Rows from a pointing dataset:
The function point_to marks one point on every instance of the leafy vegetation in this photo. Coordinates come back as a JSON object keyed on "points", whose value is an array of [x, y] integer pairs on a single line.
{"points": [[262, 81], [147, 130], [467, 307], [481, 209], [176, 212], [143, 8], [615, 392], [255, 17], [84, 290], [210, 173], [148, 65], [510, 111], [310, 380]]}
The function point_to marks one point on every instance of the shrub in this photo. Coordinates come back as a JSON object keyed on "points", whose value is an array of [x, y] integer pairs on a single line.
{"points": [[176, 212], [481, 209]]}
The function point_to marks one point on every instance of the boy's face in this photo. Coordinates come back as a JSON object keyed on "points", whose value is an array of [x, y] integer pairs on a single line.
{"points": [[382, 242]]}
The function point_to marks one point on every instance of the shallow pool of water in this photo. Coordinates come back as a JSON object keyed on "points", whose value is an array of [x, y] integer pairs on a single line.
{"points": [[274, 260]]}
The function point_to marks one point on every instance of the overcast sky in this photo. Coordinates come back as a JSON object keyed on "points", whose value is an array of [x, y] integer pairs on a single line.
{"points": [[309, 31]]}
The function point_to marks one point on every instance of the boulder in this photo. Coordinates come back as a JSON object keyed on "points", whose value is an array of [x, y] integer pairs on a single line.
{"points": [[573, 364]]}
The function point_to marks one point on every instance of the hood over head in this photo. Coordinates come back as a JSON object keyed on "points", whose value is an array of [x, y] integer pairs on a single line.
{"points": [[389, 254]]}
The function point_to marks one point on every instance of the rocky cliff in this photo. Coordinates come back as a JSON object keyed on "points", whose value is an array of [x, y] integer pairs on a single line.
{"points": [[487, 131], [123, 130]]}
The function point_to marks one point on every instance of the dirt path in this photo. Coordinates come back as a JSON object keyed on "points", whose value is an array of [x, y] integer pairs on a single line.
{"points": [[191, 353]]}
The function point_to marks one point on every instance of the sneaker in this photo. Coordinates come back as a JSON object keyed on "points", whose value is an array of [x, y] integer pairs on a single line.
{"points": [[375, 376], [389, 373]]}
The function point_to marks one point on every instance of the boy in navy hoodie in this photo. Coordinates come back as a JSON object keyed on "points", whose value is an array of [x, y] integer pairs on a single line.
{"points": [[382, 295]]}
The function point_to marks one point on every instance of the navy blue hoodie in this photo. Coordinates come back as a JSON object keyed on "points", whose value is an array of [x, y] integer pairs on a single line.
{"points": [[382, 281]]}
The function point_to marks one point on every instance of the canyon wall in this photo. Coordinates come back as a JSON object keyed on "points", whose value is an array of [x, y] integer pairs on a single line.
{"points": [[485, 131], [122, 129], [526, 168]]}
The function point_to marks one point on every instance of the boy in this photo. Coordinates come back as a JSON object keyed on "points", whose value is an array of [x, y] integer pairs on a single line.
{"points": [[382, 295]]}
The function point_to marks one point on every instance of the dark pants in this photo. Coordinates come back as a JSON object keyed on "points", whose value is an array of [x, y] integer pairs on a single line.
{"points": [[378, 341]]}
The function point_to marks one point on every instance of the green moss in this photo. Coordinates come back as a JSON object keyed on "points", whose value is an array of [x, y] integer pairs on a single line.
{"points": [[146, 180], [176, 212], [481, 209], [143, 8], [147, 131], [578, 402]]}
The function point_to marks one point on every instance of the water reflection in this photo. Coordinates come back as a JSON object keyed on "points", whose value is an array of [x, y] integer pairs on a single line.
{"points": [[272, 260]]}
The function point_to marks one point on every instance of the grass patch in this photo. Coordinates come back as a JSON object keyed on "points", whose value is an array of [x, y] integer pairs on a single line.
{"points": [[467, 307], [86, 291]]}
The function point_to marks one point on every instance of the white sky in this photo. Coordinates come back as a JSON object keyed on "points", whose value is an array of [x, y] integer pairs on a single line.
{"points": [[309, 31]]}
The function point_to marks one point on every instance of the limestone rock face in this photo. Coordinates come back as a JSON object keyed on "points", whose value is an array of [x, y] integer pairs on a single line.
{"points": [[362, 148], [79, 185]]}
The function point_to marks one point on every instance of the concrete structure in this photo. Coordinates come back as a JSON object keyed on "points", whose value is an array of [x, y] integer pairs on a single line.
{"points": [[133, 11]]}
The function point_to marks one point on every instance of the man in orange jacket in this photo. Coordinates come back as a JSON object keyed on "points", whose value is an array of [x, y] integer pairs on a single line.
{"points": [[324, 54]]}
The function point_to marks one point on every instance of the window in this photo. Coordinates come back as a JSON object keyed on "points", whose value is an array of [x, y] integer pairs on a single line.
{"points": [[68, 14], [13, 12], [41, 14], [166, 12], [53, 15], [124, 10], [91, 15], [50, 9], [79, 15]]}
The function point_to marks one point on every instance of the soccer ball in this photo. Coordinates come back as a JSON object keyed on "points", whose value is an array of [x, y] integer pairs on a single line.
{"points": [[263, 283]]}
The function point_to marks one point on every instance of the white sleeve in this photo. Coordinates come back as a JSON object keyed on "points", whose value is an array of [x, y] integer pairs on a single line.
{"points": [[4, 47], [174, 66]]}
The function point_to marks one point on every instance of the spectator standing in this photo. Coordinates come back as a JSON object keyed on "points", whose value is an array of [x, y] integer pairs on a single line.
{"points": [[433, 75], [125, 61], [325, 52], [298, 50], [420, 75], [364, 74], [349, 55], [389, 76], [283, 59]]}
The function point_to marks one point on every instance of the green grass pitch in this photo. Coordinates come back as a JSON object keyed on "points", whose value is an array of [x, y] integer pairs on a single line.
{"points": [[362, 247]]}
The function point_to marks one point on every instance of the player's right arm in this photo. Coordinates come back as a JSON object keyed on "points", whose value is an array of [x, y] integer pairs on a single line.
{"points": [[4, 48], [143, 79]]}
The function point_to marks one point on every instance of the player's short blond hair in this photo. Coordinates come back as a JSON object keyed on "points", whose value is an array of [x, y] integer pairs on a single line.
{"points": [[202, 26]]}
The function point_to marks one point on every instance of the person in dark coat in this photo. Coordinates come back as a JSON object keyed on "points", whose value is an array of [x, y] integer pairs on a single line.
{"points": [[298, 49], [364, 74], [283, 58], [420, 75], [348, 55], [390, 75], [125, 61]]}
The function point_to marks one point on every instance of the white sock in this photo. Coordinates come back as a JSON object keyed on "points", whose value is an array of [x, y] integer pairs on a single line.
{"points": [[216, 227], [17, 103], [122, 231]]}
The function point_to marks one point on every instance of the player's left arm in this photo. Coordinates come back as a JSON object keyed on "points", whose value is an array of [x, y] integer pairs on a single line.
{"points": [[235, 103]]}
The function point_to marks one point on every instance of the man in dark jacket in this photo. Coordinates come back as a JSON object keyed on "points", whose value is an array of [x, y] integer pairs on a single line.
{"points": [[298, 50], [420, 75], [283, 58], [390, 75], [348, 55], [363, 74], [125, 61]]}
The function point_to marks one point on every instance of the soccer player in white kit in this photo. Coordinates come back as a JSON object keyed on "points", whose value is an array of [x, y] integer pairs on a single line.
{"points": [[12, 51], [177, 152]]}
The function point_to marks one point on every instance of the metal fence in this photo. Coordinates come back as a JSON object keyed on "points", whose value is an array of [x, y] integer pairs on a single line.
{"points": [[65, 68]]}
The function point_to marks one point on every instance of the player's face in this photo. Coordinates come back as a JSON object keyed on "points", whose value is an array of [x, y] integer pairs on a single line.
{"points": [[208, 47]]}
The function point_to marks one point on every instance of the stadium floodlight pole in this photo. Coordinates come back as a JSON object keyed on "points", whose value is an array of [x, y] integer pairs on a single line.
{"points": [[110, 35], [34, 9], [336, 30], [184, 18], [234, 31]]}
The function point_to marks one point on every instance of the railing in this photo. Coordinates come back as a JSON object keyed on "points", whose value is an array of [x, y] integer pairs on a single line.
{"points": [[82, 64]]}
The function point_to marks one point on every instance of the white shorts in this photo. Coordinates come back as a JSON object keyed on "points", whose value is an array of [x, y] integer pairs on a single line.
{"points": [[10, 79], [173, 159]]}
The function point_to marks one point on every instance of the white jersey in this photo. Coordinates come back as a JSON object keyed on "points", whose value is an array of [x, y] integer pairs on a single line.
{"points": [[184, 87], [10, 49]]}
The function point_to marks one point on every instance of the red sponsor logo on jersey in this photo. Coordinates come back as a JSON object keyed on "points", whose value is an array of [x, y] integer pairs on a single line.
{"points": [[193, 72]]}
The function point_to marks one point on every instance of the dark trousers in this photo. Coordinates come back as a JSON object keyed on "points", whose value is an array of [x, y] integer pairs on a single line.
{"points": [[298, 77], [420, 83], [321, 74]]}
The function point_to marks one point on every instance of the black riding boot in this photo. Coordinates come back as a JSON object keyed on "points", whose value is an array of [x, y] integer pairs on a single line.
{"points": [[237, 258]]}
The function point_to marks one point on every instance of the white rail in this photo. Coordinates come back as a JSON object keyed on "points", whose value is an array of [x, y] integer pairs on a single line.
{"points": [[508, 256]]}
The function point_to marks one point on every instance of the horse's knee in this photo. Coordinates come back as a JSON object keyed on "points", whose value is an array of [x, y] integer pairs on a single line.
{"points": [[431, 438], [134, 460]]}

[Problem details] Through the last line of the entries above, beginning at the line containing "of the black", transcribe each line exactly, both ends included and nothing more.

[Correct response]
The function point_to marks one point on every instance of the black riding boot in this photo. Coordinates come back as a JSON object keyed on "points", whose value is an array of [x, y] integer pairs on a single line.
{"points": [[237, 258]]}
The function point_to marks one point on every instance of the white rail in this photo. Coordinates come back as a JSON object keyed on "points", whose value is an array of [x, y] integer pairs on a single line.
{"points": [[508, 256]]}
The function point_to marks one point on every instance of the horse's knee in this photo. Coordinates come back as a JSON object keyed on "points", whose value is an array of [x, y] integer pairs on a single line.
{"points": [[431, 438], [134, 460]]}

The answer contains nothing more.